Brano fornito:

12/06/2020
Tuttosport
Il racconto della gara da Tuttoport dell’11 giugno 1968 attraverso l’editoriale di Giglio PanzaL’Editoriale di Giglio Panza
Uomini e gioco giusti al momento giusto
Gli azzurri hanno conquistato stasera il titolo europeo con una strepitosa prestazione, assolutamente inimmaginabile, impostando un gioco di squadra di rara efficacia. All'ultimo momento dal cappello dei selezionatori è saltata fuori una formazione che sarebbe apparsa logica anche prima, se non che ufficialmente risultava non realizzabile in quanto Riva veniva dichiarato non idoneo, Mazzola giudicato non fisicamente capace di reggere lo sforzo, e via dicendo.
Viceversa Riva è stato il decisivo uomo di sfondamento, come lo era stato a Berna ed a Cagliari, e MazzoIa, felicissimo nella scelta della posizione, ha illuminato le nostre puntate offensive con lanci perfetti, offrendosi pure al disimpegno dei compagni. Mazzola, in realtà, ha precisato qual è il suo vero ruolo e forse ha dato pure una mano al dott. Foni nella chiarificazione dei problemi interisti.
Il resto lo ha fatto la freschezza atletica: Salvadore, Rosato e De Sisti hanno dato un aiuto determinante ai reduci delle quattro ore di gioco precedenti, tanto da rinfrancare, ad esempio, il Burgnich sfinito trasformandolo nuovamente nel difensore di cura implacabile in grado di concedere poco al fortissimo Dzajic. Quanto a Facchetti nelle tre gare era stato sempre perfetto e perfetto è stato pure in quest’ultima occasione.

Materiale fornito:
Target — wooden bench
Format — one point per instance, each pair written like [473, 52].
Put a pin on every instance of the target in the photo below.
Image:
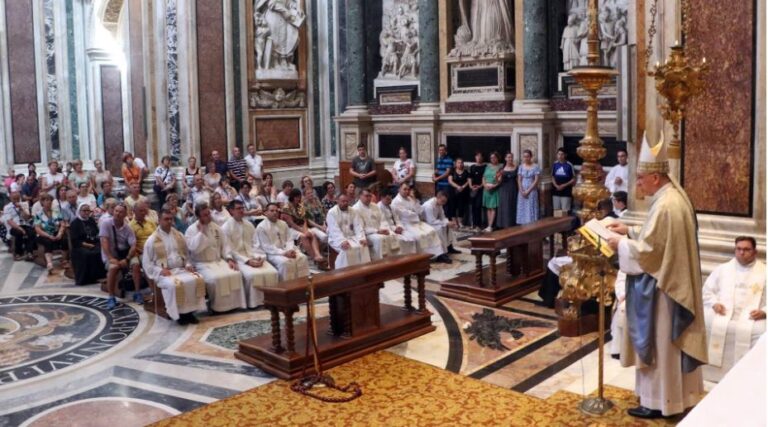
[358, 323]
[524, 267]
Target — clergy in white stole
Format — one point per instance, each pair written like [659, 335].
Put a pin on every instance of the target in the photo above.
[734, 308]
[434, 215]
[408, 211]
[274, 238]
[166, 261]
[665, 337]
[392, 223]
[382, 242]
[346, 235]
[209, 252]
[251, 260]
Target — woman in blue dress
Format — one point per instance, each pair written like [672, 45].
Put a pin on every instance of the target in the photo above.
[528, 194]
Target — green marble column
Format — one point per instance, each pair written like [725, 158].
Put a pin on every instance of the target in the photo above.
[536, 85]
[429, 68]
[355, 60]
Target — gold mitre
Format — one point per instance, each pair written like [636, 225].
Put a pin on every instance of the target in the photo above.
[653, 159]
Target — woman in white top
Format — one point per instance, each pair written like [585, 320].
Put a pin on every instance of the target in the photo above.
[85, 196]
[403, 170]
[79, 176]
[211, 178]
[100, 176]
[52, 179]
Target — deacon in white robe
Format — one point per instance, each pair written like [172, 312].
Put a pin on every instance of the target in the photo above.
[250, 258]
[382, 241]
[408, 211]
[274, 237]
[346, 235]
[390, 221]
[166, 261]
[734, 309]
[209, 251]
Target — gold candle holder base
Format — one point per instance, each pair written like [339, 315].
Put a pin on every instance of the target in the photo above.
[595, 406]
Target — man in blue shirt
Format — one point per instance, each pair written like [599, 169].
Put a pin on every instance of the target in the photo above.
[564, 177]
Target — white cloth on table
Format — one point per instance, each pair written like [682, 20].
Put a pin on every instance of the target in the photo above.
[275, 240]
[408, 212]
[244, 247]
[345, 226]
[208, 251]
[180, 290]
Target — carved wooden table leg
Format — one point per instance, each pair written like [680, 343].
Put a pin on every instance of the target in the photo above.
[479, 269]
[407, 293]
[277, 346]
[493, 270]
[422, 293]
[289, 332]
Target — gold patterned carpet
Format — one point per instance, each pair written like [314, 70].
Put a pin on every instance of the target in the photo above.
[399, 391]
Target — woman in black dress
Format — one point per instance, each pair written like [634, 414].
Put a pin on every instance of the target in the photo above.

Quesito: Trascriva fedelmente, dall'editoriale sul titolo europeo degli azzurri, il passo che va da "Viceversa Riva è" fino a "dei problemi interisti.".

Quesito risolto:
Viceversa Riva è stato il decisivo uomo di sfondamento, come lo era stato a Berna ed a Cagliari, e MazzoIa, felicissimo nella scelta della posizione, ha illuminato le nostre puntate offensive con lanci perfetti, offrendosi pure al disimpegno dei compagni. Mazzola, in realtà, ha precisato qual è il suo vero ruolo e forse ha dato pure una mano al dott. Foni nella chiarificazione dei problemi interisti.